**GOAL**: Rewrite all of the entries below as a JSON list of strings, with one string for each line and any blank lines omitted.

**SUPPLIED DATA**:
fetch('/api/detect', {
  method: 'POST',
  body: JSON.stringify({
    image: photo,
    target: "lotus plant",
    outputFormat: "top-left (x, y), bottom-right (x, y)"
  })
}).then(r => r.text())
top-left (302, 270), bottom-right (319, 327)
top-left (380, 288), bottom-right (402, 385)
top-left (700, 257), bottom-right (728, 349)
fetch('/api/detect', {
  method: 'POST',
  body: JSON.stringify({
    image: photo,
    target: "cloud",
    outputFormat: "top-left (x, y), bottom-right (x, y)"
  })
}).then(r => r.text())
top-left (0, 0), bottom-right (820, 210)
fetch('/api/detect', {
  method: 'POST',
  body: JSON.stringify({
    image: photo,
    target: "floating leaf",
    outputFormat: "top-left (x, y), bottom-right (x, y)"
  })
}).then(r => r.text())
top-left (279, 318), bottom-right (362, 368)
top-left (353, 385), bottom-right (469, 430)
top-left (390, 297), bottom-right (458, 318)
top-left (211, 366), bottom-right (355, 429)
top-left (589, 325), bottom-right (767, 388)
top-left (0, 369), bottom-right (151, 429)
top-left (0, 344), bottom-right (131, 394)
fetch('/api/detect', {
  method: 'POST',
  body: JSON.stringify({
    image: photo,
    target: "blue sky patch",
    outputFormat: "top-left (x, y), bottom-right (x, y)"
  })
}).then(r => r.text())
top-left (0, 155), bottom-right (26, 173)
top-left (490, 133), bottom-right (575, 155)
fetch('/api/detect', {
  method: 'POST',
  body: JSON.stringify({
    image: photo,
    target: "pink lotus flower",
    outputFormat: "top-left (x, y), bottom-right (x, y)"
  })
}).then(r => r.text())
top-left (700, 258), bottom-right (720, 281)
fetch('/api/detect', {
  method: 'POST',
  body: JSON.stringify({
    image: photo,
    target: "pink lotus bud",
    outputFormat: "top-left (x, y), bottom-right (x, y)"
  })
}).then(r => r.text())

**FINAL ANSWER**:
[
  "fetch('/api/detect', {",
  "  method: 'POST',",
  "  body: JSON.stringify({",
  "    image: photo,",
  "    target: \"lotus plant\",",
  "    outputFormat: \"top-left (x, y), bottom-right (x, y)\"",
  "  })",
  "}).then(r => r.text())",
  "top-left (302, 270), bottom-right (319, 327)",
  "top-left (380, 288), bottom-right (402, 385)",
  "top-left (700, 257), bottom-right (728, 349)",
  "fetch('/api/detect', {",
  "  method: 'POST',",
  "  body: JSON.stringify({",
  "    image: photo,",
  "    target: \"cloud\",",
  "    outputFormat: \"top-left (x, y), bottom-right (x, y)\"",
  "  })",
  "}).then(r => r.text())",
  "top-left (0, 0), bottom-right (820, 210)",
  "fetch('/api/detect', {",
  "  method: 'POST',",
  "  body: JSON.stringify({",
  "    image: photo,",
  "    target: \"floating leaf\",",
  "    outputFormat: \"top-left (x, y), bottom-right (x, y)\"",
  "  })",
  "}).then(r => r.text())",
  "top-left (279, 318), bottom-right (362, 368)",
  "top-left (353, 385), bottom-right (469, 430)",
  "top-left (390, 297), bottom-right (458, 318)",
  "top-left (211, 366), bottom-right (355, 429)",
  "top-left (589, 325), bottom-right (767, 388)",
  "top-left (0, 369), bottom-right (151, 429)",
  "top-left (0, 344), bottom-right (131, 394)",
  "fetch('/api/detect', {",
  "  method: 'POST',",
  "  body: JSON.stringify({",
  "    image: photo,",
  "    target: \"blue sky patch\",",
  "    outputFormat: \"top-left (x, y), bottom-right (x, y)\"",
  "  })",
  "}).then(r => r.text())",
  "top-left (0, 155), bottom-right (26, 173)",
  "top-left (490, 133), bottom-right (575, 155)",
  "fetch('/api/detect', {",
  "  method: 'POST',",
  "  body: JSON.stringify({",
  "    image: photo,",
  "    target: \"pink lotus flower\",",
  "    outputFormat: \"top-left (x, y), bottom-right (x, y)\"",
  "  })",
  "}).then(r => r.text())",
  "top-left (700, 258), bottom-right (720, 281)",
  "fetch('/api/detect', {",
  "  method: 'POST',",
  "  body: JSON.stringify({",
  "    image: photo,",
  "    target: \"pink lotus bud\",",
  "    outputFormat: \"top-left (x, y), bottom-right (x, y)\"",
  "  })",
  "}).then(r => r.text())"
]